• REQUISITO 1
Com base no excerto sobre o caso julgado, indica se cada afirmação concorda com ele, respondendo sim ou não e citando literalmente as palavras decisivas. (a) As Rés sustentam que o caso julgado é de conhecimento oficioso. (b) O período da relação laboral referido termina em 31 de Dezembro de 2016. (c) As Rés afirmam que a sentença anterior ainda admite recurso ordinário.

• EXCERTO DO TEXTO
------------------------------------------------------------------------

Na contestação que apresentou nos autos, defendem a Rés A..., S.A. e J..., S.A. a existência de caso julgado, sustentando para o efeito o seguinte: “A. invoca ainda a nulidade do contrato de trabalho celebrado com a R. B..., não obstante a celebração válida do mesmo contrato, o que foi igualmente dada como provado no processo judicial do ano de 2016. Sucede que, atendendo ao trânsito em julgado da decisão proferida no âmbito do processo n.º 1872/16...., que correu termos no Juízo do Trabalho ... do Tribunal Judicial da Comarca ..., dúvidas não subsistem que se está perante uma sentença que já não admite recurso ordinário, Pelo que está-se perante uma situação de caso julgado, o qual é de conhecimento oficioso. (…)Posto isto, não caberá agora a este douto Tribunal pronunciar-se sobre a relação laboral do A., referente ao período compreendido entre 17 de Abril de 2000 e 31 de Dezembro de 2015, em virtude de a mesma já estar decidida por uma outra sentença transitada em julgado.Não se podem discutir os mesmos factos que foram já discutidos, apreciados e julgados no âmbito de primitiva acção e que foram considerados como inidóneos para integrarem a causa de pedir. (…) mesmo que assim não fosse e se não fosse considerada, para os devidos efeitos, a excepção do caso julgado, sempre se dirá que teria de ser considerada a força e autoridade do caso julgado lato sensu. ”

------------------------------------------------------------------------

• MATERIAL FORNECIDO
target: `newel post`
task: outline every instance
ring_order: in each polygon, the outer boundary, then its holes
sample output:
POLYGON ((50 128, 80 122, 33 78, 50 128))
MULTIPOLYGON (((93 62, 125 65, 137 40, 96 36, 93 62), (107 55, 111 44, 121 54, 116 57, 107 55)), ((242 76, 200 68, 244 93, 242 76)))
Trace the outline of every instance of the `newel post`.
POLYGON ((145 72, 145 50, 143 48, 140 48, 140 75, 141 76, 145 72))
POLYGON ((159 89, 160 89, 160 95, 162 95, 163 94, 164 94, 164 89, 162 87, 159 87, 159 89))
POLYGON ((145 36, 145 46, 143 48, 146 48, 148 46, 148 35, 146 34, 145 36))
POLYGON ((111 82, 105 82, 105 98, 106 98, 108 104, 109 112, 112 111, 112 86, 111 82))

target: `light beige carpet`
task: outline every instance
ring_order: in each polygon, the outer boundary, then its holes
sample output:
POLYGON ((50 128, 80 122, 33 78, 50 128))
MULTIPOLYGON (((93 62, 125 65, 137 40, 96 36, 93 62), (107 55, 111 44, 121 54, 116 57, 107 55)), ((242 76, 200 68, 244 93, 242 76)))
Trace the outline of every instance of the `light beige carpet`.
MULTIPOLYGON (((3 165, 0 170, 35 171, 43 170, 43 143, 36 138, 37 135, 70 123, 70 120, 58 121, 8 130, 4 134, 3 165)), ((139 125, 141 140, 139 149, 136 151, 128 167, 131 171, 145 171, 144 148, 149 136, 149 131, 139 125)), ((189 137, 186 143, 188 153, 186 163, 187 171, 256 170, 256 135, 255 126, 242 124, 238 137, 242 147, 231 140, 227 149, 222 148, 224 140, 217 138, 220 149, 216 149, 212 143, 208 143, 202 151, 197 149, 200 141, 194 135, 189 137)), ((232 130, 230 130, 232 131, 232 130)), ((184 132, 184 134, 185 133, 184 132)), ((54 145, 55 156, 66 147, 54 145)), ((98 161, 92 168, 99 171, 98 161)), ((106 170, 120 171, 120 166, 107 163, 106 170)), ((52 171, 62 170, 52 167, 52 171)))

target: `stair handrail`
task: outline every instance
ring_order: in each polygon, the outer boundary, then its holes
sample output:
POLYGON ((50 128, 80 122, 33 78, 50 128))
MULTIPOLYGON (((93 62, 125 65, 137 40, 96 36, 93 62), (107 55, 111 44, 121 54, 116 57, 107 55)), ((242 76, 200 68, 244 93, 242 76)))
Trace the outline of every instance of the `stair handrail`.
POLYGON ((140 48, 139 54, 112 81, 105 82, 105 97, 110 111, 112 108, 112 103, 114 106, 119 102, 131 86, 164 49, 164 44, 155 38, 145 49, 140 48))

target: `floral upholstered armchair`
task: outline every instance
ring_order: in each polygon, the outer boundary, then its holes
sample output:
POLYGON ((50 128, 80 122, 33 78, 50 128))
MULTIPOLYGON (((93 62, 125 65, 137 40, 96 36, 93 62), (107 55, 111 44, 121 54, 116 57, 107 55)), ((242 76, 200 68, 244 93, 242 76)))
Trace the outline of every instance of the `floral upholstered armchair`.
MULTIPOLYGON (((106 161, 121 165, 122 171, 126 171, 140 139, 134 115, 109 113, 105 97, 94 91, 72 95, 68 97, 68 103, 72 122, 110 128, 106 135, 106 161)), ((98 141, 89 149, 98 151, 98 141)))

------------------------------------------------------------------------

• REQUISITO 2
Apresenta como lista JSON de strings, uma string por linha e sem as linhas em branco, as linhas do material fornecido desde a primeira até à que contém "POLYGON ((111 82, 105", inclusive.

• RESPOSTA COMPLETA 1
(a) Sim: "o qual é de conhecimento oficioso".
(b) Não: "entre 17 de Abril de 2000 e 31 de Dezembro de 2015".
(c) Não: "uma sentença que já não admite recurso ordinário".

• RESPOSTA COMPLETA 2
[
  "target: `newel post`",
  "task: outline every instance",
  "ring_order: in each polygon, the outer boundary, then its holes",
  "sample output:",
  "POLYGON ((50 128, 80 122, 33 78, 50 128))",
  "MULTIPOLYGON (((93 62, 125 65, 137 40, 96 36, 93 62), (107 55, 111 44, 121 54, 116 57, 107 55)), ((242 76, 200 68, 244 93, 242 76)))",
  "Trace the outline of every instance of the `newel post`.",
  "POLYGON ((145 72, 145 50, 143 48, 140 48, 140 75, 141 76, 145 72))",
  "POLYGON ((159 89, 160 89, 160 95, 162 95, 163 94, 164 94, 164 89, 162 87, 159 87, 159 89))",
  "POLYGON ((145 36, 145 46, 143 48, 146 48, 148 46, 148 35, 146 34, 145 36))",
  "POLYGON ((111 82, 105 82, 105 98, 106 98, 108 104, 109 112, 112 111, 112 86, 111 82))"
]